• What you should do
Return the listing in full, word for word.
◇ ◇ ◇ ◇ ◇ ◇ ◇
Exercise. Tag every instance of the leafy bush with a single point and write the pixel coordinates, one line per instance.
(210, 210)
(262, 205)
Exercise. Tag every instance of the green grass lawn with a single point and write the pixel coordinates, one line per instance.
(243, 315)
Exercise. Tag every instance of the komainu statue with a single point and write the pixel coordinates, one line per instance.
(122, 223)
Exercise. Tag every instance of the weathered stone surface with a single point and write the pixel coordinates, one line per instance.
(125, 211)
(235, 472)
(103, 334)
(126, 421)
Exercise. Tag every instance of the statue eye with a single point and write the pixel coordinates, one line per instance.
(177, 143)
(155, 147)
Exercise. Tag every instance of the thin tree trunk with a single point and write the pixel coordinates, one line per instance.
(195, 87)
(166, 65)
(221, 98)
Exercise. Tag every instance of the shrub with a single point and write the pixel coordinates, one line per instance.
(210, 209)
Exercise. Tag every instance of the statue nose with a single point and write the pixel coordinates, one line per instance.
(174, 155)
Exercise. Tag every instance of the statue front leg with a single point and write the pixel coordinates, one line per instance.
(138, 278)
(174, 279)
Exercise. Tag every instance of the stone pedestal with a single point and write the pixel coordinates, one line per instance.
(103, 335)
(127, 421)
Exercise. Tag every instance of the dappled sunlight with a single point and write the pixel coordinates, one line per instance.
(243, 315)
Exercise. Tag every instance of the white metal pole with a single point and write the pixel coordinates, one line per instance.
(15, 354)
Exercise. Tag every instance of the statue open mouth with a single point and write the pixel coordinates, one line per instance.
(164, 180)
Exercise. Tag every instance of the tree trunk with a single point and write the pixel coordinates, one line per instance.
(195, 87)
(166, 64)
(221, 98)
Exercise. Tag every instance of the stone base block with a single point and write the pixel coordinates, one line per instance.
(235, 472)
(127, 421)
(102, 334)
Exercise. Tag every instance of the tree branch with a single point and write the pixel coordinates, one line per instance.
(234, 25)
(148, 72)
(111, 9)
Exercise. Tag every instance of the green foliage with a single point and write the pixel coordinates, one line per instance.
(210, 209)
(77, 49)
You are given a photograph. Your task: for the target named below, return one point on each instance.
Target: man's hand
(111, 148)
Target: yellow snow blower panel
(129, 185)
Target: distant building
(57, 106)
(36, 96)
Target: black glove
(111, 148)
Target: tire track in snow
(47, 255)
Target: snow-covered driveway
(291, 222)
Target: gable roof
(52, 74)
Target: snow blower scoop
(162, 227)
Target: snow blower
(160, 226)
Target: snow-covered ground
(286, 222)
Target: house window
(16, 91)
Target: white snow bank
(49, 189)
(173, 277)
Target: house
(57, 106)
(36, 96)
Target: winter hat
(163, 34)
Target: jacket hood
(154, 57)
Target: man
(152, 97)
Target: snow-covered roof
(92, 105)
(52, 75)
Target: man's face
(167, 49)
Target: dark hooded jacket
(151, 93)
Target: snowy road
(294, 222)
◇ ◇ ◇ ◇ ◇ ◇ ◇
• Task output
Exercise. Tag every instance of the leafy bush with a single point and write the pixel coordinates, one line per instance.
(210, 210)
(262, 205)
Exercise. Tag every instance of the green grass lawn with a single point and write the pixel coordinates, one line per instance.
(243, 315)
Exercise. Tag every instance of the komainu statue with a single point and write the pixel coordinates, one line per instance.
(122, 223)
Exercise. Tag every instance of the weathered stone surface with a single point and write the pixel coordinates, one line per instance.
(125, 211)
(235, 472)
(103, 334)
(126, 421)
Exercise. Tag every instance of the statue eye with a single point and write the pixel coordinates, one line per instance.
(177, 143)
(155, 147)
Exercise. Tag every instance of the thin tree trunk with a single point and write the pixel coordinates, one line per instance.
(195, 87)
(166, 65)
(221, 98)
Exercise. Tag every instance of the shrub with a single point and write the pixel coordinates, one line per instance.
(210, 209)
Exercise. Tag every instance of the statue nose with a single point and write the pixel coordinates, one line per instance.
(174, 155)
Exercise. Tag every instance of the statue front leg with a single point and write the pixel coordinates, one line per instance.
(138, 278)
(174, 279)
Exercise. Tag every instance of the stone pedestal with a single point and write the pixel coordinates, one line per instance.
(103, 335)
(127, 421)
Exercise. Tag every instance of the dappled sunlight with a single point and write the pixel coordinates, one line per instance.
(243, 315)
Exercise. Tag every instance of the white metal pole with a single point and write the pixel coordinates, one line per instance.
(15, 354)
Exercise. Tag every instance of the statue open mouth with a single point and write the pixel coordinates, one line per instance.
(164, 180)
Exercise. Tag every instance of the tree trunk with a single point and write the pixel coordinates, one line per instance.
(195, 87)
(166, 64)
(221, 98)
Exercise. Tag every instance of the stone base block with a single point and write the pixel coordinates, one line per instance.
(235, 472)
(127, 421)
(102, 334)
Exercise. Tag every instance of the tree branch with a single point and write the pixel coordinates, one line per instance.
(234, 25)
(148, 72)
(111, 9)
Exercise. Tag every instance of the green foliage with a single point and write the pixel coordinates, one line per instance.
(210, 209)
(77, 49)
You are given a photograph. Your task: for the target named below, return one point on each instance.
Target: man's hand
(111, 148)
Target: yellow snow blower panel
(129, 185)
Target: distant building
(57, 106)
(36, 96)
Target: black glove
(111, 148)
Target: tire track in snow
(47, 255)
Target: snow-covered driveway
(291, 222)
Target: gable roof
(52, 74)
Target: snow blower scoop
(162, 227)
Target: snow blower
(160, 226)
Target: snow-covered ground
(286, 222)
Target: house window
(16, 91)
Target: white snow bank
(49, 189)
(173, 277)
Target: house
(57, 106)
(36, 96)
Target: winter hat
(163, 34)
Target: jacket hood
(154, 57)
Target: man
(152, 97)
Target: snow-covered roof
(92, 105)
(52, 75)
Target: man's face
(167, 49)
Target: dark hooded jacket
(151, 93)
Target: snowy road
(294, 222)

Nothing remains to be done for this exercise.